Written problem: Extract every line of text from the records below and reproduce each one verbatim, in its original order. Leave the pictures out of your answer.

Records shown:
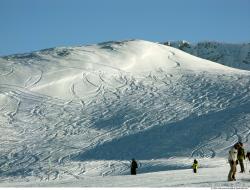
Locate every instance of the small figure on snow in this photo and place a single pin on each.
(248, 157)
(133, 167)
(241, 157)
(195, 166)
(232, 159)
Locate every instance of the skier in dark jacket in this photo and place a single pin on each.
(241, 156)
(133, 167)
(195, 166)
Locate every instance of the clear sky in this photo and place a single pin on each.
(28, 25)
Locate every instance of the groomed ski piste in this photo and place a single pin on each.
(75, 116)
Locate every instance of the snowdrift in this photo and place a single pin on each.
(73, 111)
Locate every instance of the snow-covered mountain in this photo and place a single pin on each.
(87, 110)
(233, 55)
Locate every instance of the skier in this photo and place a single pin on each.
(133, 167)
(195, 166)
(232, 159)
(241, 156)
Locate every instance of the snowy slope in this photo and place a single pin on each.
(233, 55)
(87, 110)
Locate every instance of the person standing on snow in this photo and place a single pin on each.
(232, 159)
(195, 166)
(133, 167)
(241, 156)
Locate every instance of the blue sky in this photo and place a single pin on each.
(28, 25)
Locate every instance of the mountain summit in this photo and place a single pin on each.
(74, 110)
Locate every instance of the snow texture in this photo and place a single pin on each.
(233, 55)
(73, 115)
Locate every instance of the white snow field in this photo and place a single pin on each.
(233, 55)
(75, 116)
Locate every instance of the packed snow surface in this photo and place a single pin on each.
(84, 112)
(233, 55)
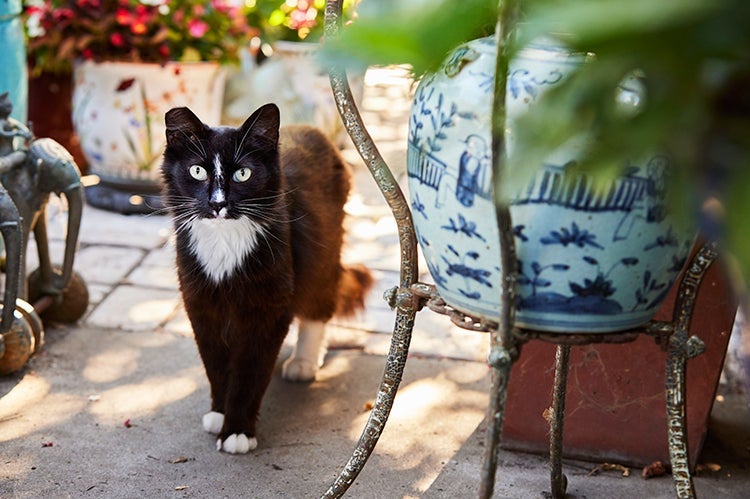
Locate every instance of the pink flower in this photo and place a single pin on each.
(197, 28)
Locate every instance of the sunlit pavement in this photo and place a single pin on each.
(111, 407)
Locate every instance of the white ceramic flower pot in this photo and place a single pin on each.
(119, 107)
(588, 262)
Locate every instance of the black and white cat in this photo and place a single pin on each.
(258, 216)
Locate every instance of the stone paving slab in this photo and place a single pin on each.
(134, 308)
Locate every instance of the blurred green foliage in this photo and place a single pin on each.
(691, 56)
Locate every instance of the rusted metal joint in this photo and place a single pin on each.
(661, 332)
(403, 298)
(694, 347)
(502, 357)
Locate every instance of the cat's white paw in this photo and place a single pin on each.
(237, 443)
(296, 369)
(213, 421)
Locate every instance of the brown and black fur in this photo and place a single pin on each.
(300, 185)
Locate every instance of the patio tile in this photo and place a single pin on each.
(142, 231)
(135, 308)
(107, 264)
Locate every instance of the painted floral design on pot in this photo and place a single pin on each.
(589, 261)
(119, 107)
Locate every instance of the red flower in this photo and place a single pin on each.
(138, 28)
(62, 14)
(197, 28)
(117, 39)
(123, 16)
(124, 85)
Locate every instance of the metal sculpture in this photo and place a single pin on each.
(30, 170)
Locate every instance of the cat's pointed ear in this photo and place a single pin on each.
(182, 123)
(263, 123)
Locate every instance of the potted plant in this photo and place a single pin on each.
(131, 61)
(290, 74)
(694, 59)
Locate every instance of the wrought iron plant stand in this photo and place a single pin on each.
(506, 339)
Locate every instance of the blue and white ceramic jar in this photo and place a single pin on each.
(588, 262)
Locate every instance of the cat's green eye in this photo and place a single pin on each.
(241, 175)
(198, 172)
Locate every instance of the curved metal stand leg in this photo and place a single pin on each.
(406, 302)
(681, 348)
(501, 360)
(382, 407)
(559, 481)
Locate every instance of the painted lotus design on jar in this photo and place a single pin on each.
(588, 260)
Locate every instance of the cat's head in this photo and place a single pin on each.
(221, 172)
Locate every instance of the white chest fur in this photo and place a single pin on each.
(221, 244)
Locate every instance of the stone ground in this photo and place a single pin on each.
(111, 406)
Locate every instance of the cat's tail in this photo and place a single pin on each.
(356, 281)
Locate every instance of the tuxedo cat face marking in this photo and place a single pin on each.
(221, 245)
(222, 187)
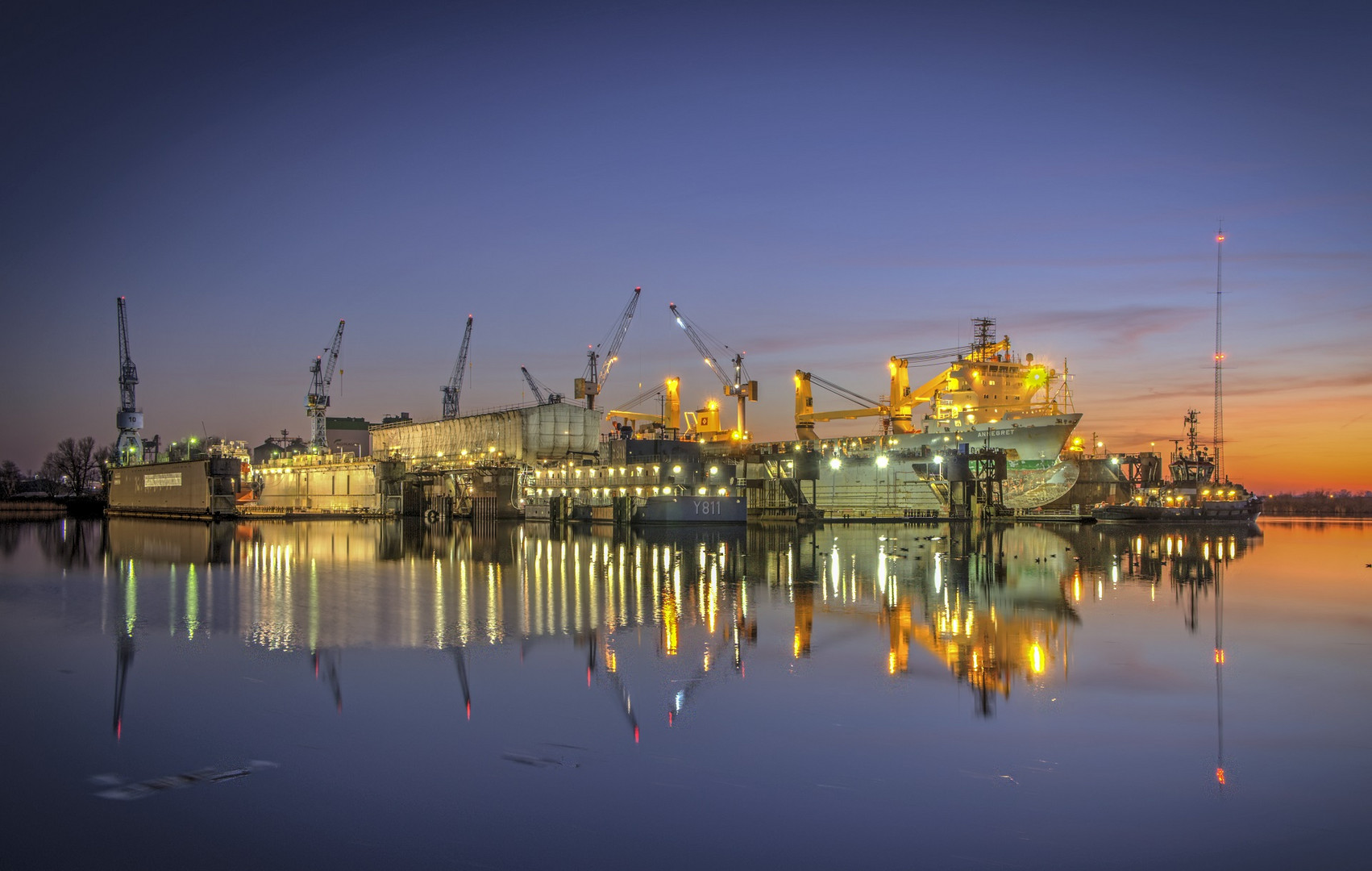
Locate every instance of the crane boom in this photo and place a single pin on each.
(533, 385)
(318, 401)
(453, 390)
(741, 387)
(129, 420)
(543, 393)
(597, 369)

Answer below:
Locate every instance of the small figure on snow in this photo and place a single pin on each.
(248, 157)
(133, 167)
(241, 157)
(195, 166)
(232, 159)
Locate every instance of the skier in dark jacket in this photo and place a single pin on each.
(241, 156)
(133, 167)
(195, 166)
Locate every instance of the clear sky in this photo and place a single pin on each.
(28, 25)
Locate every instance of the groomed ski piste in this photo and place a single pin on each.
(75, 116)
Locate every instance of the snowdrift in this photo and place a single pin on each.
(73, 111)
Locate every instance of the snow-covered mountain in this photo and place a single pin on each.
(87, 110)
(233, 55)
Locate every instance of the skier in this photo and place a single pin on each.
(133, 167)
(195, 166)
(232, 159)
(241, 156)
Locate every instance of the snowy slope in this photo and place a single pin on each.
(233, 55)
(87, 110)
Locate every instance of the person standing on snow in this photo and place a single pin on each.
(232, 159)
(195, 166)
(133, 167)
(241, 156)
Locate every instance of the blue sky in this photo and place a single pin on each.
(28, 25)
Locate every instance of the mountain summit in this photo and place a single pin on each.
(74, 110)
Locate every instance of the snow texture in this photo and place a single pin on each.
(233, 55)
(73, 115)
Locate every instance of the white snow field in this photo and place a single pin on each.
(233, 55)
(75, 116)
Locate every instance of the packed snow surface in this photo and place a single pin on each.
(84, 112)
(233, 55)
Locate every instance of the pink flower in this photo and place a single pin on each.
(197, 28)
Locate every instance of the sunlit pavement in this photo and place a single pin on each.
(111, 407)
Locate every instance of the white ceramic flower pot in this photo and place a single pin on each.
(119, 107)
(588, 262)
Locate every instance of the black and white cat in this photo and place a single pin on each.
(258, 216)
Locate every instance of the stone paving slab in this photo and place a single pin on each.
(134, 308)
Locate every instance of the blurred green foliage in this photo and place a single pin on each.
(691, 56)
Locate every instance of the rusted metal joint in this photo and place a single pin on each.
(661, 332)
(403, 298)
(694, 347)
(502, 357)
Locate every instance of the cat's white paw in this photo and place a single pin on each.
(237, 443)
(296, 369)
(213, 421)
Locate every instance of the brown and black fur in this photo and place a single pin on each.
(300, 185)
Locate every instance of the patio tile in this photo and place a single pin on each.
(142, 231)
(135, 308)
(107, 264)
Locate every instance of the painted floral design on pot in this photo and place a single pin on each.
(589, 261)
(119, 107)
Locate every instance of the red flower in this photo and place a single pin on each.
(138, 28)
(62, 14)
(197, 28)
(117, 39)
(123, 16)
(124, 85)
Locate every instance of the metal sculpture in this photo and place a single pin on each.
(30, 170)
Locate every instance of the cat's pointed ear in this photo and place a single pin on each.
(182, 123)
(263, 123)
Locate every instance of the potted plant in this photo and place a single pin on each.
(131, 61)
(290, 74)
(694, 59)
Locate every instance of the wrought iron plant stand in this photo and place a single pin on each.
(506, 339)
Locate every instance of the blue and white ceramic jar in this photo and place a single pin on each.
(588, 262)
Locate every instance of the cat's green eye in this photo and place a single pin on each.
(241, 175)
(198, 172)
Locate every instance of the curved metal stand leg in this photo and place a single pin on each.
(406, 302)
(681, 348)
(501, 360)
(382, 407)
(559, 481)
Locate every instance of the painted lotus design on jar in this photo and place a single pin on each.
(588, 260)
Locate every instance of the cat's head in this photo and place a single pin on each.
(221, 172)
Locate every instance of the white chest fur in this photo and place a single pin on each.
(221, 244)
Locate every instance of the stone ground in this photo and place a single pin on each.
(111, 406)
Locate every instance of the cat's tail in this photo and place a single pin on each.
(356, 281)
Locate every instance of the tuxedo cat face marking in this photo and place a single pin on each.
(221, 245)
(222, 187)
Locate every instance of the crane boom in this photo and place a single pin on each.
(533, 385)
(318, 401)
(453, 390)
(741, 387)
(129, 420)
(543, 393)
(597, 369)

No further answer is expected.